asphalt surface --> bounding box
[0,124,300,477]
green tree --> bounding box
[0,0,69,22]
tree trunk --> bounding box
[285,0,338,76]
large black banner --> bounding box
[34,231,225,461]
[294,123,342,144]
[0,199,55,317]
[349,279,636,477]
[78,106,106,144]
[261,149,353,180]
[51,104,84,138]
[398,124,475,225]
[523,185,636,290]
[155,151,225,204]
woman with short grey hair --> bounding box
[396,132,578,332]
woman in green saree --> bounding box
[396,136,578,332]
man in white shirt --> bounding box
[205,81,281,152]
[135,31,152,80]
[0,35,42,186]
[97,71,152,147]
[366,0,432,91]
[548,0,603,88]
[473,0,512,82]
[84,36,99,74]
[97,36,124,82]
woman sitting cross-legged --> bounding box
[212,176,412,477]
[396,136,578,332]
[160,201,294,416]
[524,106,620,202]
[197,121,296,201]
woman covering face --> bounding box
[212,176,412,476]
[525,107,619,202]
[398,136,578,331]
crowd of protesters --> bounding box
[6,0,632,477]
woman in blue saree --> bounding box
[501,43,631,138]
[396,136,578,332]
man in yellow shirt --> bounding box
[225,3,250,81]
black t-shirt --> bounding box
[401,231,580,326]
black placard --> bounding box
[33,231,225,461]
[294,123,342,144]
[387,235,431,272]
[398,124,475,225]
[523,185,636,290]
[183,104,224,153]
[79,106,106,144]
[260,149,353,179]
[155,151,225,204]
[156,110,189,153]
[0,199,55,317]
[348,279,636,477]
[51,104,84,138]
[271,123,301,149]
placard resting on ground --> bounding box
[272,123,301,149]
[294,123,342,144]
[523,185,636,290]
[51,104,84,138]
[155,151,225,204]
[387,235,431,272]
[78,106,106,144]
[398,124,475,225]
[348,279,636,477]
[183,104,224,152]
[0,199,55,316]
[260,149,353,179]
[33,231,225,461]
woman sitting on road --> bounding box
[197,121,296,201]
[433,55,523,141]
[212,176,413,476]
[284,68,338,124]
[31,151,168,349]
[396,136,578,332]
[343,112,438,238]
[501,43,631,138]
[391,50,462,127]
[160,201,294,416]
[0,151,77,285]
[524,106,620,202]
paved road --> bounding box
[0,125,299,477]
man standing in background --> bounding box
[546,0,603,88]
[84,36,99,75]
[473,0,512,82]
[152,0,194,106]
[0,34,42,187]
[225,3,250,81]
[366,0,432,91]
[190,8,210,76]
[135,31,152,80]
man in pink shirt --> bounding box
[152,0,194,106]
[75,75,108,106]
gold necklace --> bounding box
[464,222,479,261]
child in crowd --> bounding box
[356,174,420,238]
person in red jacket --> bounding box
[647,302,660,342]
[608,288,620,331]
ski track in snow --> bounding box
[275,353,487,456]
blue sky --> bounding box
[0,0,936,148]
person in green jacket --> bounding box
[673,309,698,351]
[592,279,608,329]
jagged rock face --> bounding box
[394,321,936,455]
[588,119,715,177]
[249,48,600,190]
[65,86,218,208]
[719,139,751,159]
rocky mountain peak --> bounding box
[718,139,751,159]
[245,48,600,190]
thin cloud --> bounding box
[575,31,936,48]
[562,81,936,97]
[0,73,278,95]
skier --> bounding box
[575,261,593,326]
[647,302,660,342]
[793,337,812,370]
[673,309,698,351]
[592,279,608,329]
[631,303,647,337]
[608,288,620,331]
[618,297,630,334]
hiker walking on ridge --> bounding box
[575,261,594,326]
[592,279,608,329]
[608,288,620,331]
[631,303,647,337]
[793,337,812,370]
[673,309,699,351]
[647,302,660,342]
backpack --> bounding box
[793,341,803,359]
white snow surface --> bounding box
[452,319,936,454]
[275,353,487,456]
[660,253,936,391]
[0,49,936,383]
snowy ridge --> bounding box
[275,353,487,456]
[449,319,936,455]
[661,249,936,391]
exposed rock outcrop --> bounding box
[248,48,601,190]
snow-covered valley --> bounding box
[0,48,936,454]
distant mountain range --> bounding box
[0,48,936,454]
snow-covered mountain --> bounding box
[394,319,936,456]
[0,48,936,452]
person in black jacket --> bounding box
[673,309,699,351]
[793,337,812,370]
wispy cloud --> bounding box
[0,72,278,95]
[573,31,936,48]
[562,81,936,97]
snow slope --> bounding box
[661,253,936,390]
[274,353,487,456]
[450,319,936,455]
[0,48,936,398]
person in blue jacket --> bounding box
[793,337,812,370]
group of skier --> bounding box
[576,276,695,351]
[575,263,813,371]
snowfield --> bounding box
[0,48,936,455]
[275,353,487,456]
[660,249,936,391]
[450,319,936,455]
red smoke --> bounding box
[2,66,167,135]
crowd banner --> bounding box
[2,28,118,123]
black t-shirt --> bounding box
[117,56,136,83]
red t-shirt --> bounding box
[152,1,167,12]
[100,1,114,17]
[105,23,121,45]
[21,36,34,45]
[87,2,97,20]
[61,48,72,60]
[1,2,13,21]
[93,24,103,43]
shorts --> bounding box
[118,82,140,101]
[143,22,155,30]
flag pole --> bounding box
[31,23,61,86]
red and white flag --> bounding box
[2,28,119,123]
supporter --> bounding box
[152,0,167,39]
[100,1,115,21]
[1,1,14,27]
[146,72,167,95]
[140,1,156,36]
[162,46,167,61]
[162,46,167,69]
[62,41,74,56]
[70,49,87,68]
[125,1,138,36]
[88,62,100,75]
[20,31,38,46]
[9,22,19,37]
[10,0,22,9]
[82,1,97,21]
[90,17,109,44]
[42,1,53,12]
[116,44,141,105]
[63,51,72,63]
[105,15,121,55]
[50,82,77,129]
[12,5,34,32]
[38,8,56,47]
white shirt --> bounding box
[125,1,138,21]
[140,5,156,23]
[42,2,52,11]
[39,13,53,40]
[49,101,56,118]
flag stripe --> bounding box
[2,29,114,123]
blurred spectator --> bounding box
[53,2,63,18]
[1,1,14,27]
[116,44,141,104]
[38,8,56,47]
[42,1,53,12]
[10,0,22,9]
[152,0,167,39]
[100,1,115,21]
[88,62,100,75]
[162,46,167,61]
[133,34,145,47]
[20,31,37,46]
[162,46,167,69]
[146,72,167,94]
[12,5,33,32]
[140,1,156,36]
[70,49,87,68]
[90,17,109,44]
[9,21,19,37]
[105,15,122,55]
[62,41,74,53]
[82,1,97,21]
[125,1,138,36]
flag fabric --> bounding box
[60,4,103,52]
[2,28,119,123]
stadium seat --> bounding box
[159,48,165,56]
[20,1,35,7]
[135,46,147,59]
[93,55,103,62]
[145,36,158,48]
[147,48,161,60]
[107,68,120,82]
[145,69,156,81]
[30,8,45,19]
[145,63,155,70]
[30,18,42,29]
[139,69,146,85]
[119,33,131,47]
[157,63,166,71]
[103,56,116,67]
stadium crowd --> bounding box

-=-=-

* _Set exercise_
Write out all of the entries above again, word for word and without any changes.

* _Response to the exercise_
asphalt surface --> bounding box
[0,124,300,477]
green tree --> bounding box
[0,0,69,22]
tree trunk --> bounding box
[285,0,338,76]
large black banner --> bounding box
[34,231,225,461]
[294,123,342,144]
[0,199,55,317]
[349,279,636,477]
[78,106,106,144]
[261,149,353,180]
[51,104,84,138]
[398,124,475,225]
[523,185,636,290]
[155,151,225,204]
woman with short grey hair --> bounding box
[396,132,578,332]
woman in green saree --> bounding box
[396,136,578,332]
man in white shirt --> bounding box
[205,81,281,152]
[135,31,152,80]
[0,35,42,186]
[97,71,152,147]
[366,0,432,91]
[548,0,603,88]
[473,0,512,82]
[84,36,99,74]
[97,36,124,82]
woman sitting cross-legged --> bounding box
[212,176,412,477]
[396,136,578,332]
[160,201,294,416]
[524,106,620,202]
[197,121,296,201]
woman covering face --> bounding box
[212,176,412,476]
[525,107,619,202]
[398,136,578,331]
crowd of protesters --> bounding box
[6,0,632,477]
woman in blue saree --> bounding box
[501,43,631,138]
[396,136,578,332]
man in yellow shirt --> bounding box
[225,3,250,81]
black t-shirt --> bounding box
[401,231,580,326]
black placard --> bounding box
[33,231,225,461]
[294,123,342,144]
[387,235,431,272]
[398,124,475,225]
[523,185,636,290]
[183,104,224,153]
[79,106,106,144]
[260,149,353,179]
[155,151,225,204]
[156,110,189,153]
[0,199,55,317]
[348,279,636,477]
[51,104,84,138]
[271,123,301,149]
placard resting on ground --> bounding box
[272,123,301,149]
[294,123,342,144]
[523,185,636,290]
[51,104,84,138]
[155,151,225,204]
[387,235,431,272]
[78,106,106,144]
[398,124,475,225]
[348,279,636,477]
[183,104,224,152]
[0,199,55,316]
[260,149,353,179]
[33,231,225,461]
woman sitting on road --> bounding box
[197,121,296,201]
[433,55,523,141]
[212,176,413,476]
[284,68,338,124]
[31,151,168,349]
[396,136,578,332]
[343,112,438,238]
[501,43,631,138]
[391,50,462,127]
[160,201,294,416]
[0,151,77,285]
[524,106,620,202]
paved road --> bounding box
[0,125,299,477]
man standing in background --> bounding box
[546,0,603,88]
[84,36,99,75]
[473,0,512,82]
[152,0,194,106]
[0,34,42,187]
[225,3,250,81]
[366,0,432,91]
[190,8,210,76]
[135,31,152,80]
man in pink shirt --> bounding box
[152,0,194,106]
[75,75,108,106]
gold necklace --> bounding box
[464,222,479,261]
child in crowd --> bounding box
[356,174,420,238]
person in red jacket --> bounding box
[647,302,660,342]
[608,288,620,331]
ski track in snow --> bounding box
[275,353,487,456]
blue sky --> bounding box
[0,0,936,148]
person in green jacket --> bounding box
[673,309,698,351]
[592,279,608,329]
jagged rock face --> bounding box
[394,321,936,455]
[588,119,715,177]
[249,48,600,190]
[65,86,218,208]
[719,139,751,159]
rocky mountain peak --> bounding box
[718,139,751,159]
[245,48,600,190]
thin cloud --> bounding box
[575,31,936,48]
[562,81,936,97]
[0,73,278,95]
skier --> bounding box
[575,261,593,326]
[647,302,660,342]
[793,337,812,370]
[673,309,698,351]
[592,279,608,329]
[631,303,647,337]
[608,288,620,331]
[618,297,630,334]
hiker walking on ridge --> bounding box
[575,261,594,326]
[592,279,608,329]
[608,288,620,331]
[631,303,647,337]
[793,337,812,370]
[673,309,699,351]
[647,302,660,342]
backpack --> bounding box
[793,341,803,359]
white snow surface --> bounding box
[452,319,936,454]
[275,353,487,456]
[660,253,936,391]
[0,49,936,383]
snowy ridge --> bounding box
[275,353,487,456]
[449,319,936,455]
[661,249,936,391]
exposed rock outcrop --> bounding box
[248,48,601,190]
snow-covered valley --> bounding box
[0,48,936,454]
distant mountain range --> bounding box
[0,48,936,454]
snow-covered mountain --> bounding box
[394,319,936,456]
[0,48,936,452]
person in black jacket --> bounding box
[673,309,699,351]
[793,337,812,370]
wispy cloud --> bounding box
[0,72,278,95]
[573,31,936,48]
[562,81,936,97]
snow slope --> bounding box
[661,253,936,390]
[274,353,487,456]
[450,319,936,455]
[0,48,936,398]
person in blue jacket --> bounding box
[793,337,812,370]
group of skier --> bounding box
[576,276,695,351]
[575,263,813,371]
snowfield --> bounding box
[0,48,936,455]
[275,353,487,456]
[660,249,936,391]
[450,319,936,455]
red smoke --> bounding box
[2,66,167,135]
crowd banner --> bounding box
[2,28,118,123]
black t-shirt --> bounding box
[117,56,136,83]
red t-shirt --> bounding box
[152,1,167,12]
[100,1,114,17]
[105,23,121,45]
[21,36,34,45]
[87,2,97,20]
[61,48,72,60]
[1,2,13,21]
[93,24,103,43]
shorts --> bounding box
[118,82,140,101]
[143,22,155,30]
flag pole --> bounding box
[31,23,61,86]
red and white flag --> bounding box
[2,28,119,123]
supporter --> bounding box
[152,0,167,39]
[100,1,115,21]
[1,1,14,27]
[146,72,167,95]
[140,1,156,36]
[162,46,167,61]
[162,46,167,69]
[62,41,74,56]
[70,49,87,68]
[125,1,138,36]
[88,62,100,75]
[20,31,38,46]
[9,22,19,37]
[10,0,22,9]
[82,1,97,21]
[90,17,109,44]
[42,1,53,12]
[116,44,141,105]
[63,51,72,63]
[105,15,121,55]
[50,82,77,129]
[12,5,34,32]
[38,8,56,47]
white shirt --> bounding box
[125,1,138,21]
[140,5,156,23]
[42,2,52,11]
[39,13,53,40]
[49,101,56,118]
flag stripe --> bounding box
[2,29,114,123]
blurred spectator --> bounding box
[53,2,63,18]
[1,1,14,27]
[116,44,141,104]
[38,8,56,47]
[42,1,53,12]
[10,0,22,9]
[152,0,167,39]
[100,1,115,21]
[88,62,100,75]
[162,46,167,61]
[133,34,145,47]
[20,31,37,46]
[162,46,167,69]
[146,72,167,94]
[12,5,33,32]
[140,1,156,36]
[70,49,87,68]
[90,17,109,44]
[9,21,19,37]
[105,15,122,55]
[62,41,74,53]
[82,1,97,21]
[125,1,138,36]
flag fabric --> bounding box
[60,4,103,52]
[2,28,119,123]
stadium seat --> bounding box
[159,48,165,56]
[20,1,35,7]
[135,46,147,59]
[93,55,103,62]
[145,36,158,48]
[147,48,161,60]
[107,68,120,82]
[145,69,156,81]
[30,8,45,19]
[145,63,155,70]
[30,18,42,29]
[139,69,146,85]
[119,33,131,47]
[157,63,166,71]
[103,56,116,67]
stadium crowd --> bounding box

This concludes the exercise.